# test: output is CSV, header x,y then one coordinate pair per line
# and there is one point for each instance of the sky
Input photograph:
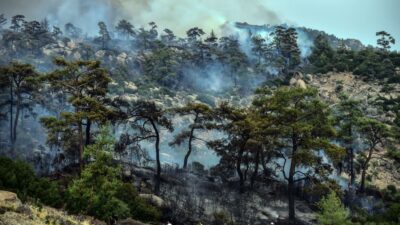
x,y
359,19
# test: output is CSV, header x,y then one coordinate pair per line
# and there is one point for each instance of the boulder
x,y
153,199
130,87
122,58
292,81
130,221
100,54
9,201
301,84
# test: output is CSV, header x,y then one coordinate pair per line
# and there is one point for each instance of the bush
x,y
100,192
139,209
19,177
332,211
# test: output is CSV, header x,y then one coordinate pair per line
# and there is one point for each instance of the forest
x,y
139,124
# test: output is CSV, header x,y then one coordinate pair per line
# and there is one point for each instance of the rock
x,y
9,201
77,55
309,78
292,81
71,44
130,221
122,58
100,54
153,199
130,87
301,84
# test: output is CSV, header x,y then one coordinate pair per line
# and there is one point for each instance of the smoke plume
x,y
178,15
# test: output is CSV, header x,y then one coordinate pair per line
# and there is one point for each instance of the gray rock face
x,y
153,199
9,201
130,222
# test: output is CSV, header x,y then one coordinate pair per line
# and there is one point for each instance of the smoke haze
x,y
178,15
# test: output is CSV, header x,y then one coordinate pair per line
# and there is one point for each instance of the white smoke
x,y
178,15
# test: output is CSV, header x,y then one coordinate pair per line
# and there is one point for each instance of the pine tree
x,y
385,40
125,28
19,82
104,34
17,22
322,57
332,211
3,21
304,126
348,114
202,114
146,118
285,41
374,134
86,85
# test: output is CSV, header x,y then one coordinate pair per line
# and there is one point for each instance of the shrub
x,y
19,177
100,192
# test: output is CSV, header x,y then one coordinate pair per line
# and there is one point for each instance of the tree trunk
x,y
292,217
239,171
255,173
351,158
157,146
88,128
291,197
352,173
17,111
185,161
11,113
80,134
364,171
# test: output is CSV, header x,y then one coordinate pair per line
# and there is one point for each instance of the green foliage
x,y
332,211
19,177
100,191
322,55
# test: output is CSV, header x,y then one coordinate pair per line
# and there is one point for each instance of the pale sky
x,y
359,19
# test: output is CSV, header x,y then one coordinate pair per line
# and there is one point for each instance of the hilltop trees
x,y
17,22
3,20
146,119
100,191
322,57
304,126
232,56
385,40
285,41
163,66
235,150
202,114
19,84
104,34
374,135
261,50
125,28
348,115
85,83
72,31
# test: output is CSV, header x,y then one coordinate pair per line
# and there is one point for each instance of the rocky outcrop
x,y
130,222
14,212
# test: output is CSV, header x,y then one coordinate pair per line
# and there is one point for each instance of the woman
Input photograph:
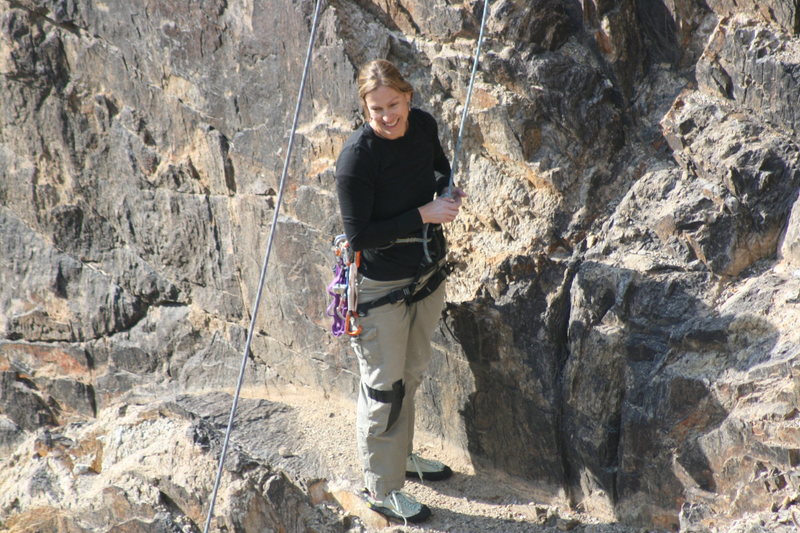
x,y
387,177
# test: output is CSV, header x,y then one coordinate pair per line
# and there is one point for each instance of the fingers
x,y
440,210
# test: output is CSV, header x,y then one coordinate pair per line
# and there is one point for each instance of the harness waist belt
x,y
407,293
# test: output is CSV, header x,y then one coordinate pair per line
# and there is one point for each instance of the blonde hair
x,y
380,73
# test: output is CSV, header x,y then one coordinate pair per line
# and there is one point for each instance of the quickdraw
x,y
343,308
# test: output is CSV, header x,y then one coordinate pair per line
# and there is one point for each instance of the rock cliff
x,y
620,328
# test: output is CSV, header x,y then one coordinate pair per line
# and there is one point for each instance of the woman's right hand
x,y
441,210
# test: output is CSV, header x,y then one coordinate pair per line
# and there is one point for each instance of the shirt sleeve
x,y
355,187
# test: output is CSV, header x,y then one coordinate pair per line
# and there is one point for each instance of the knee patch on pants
x,y
393,397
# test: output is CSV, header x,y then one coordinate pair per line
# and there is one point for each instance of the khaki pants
x,y
393,350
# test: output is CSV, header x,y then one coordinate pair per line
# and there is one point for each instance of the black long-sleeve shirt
x,y
380,184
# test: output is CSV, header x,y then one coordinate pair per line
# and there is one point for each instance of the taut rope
x,y
454,167
256,304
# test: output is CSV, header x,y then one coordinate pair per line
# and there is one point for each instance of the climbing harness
x,y
265,264
453,169
344,307
342,289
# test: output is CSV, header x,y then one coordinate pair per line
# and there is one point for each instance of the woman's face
x,y
388,111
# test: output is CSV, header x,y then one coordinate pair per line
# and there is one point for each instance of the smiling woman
x,y
388,112
387,178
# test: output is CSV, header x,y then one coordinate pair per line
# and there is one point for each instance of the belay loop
x,y
342,289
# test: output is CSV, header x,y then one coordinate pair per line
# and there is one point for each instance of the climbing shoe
x,y
426,469
399,506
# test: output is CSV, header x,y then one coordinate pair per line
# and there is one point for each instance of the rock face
x,y
620,327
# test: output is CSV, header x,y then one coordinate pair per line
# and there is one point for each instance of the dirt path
x,y
466,503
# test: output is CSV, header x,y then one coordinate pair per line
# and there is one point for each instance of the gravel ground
x,y
465,503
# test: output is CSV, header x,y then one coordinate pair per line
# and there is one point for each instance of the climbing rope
x,y
265,264
464,111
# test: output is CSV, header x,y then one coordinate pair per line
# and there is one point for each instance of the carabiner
x,y
347,324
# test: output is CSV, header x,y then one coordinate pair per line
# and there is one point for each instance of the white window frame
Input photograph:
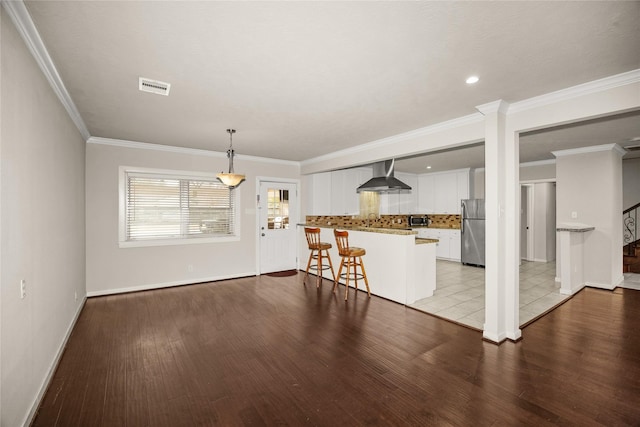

▶ **Exercise directions**
Show every line in the listing above that contains the word "climbing".

▶ **Result of the task**
# and there is one point for each instance of the climbing harness
# and there is one point for each instance of the climbing shoe
# and there is one point for each instance of the climbing rope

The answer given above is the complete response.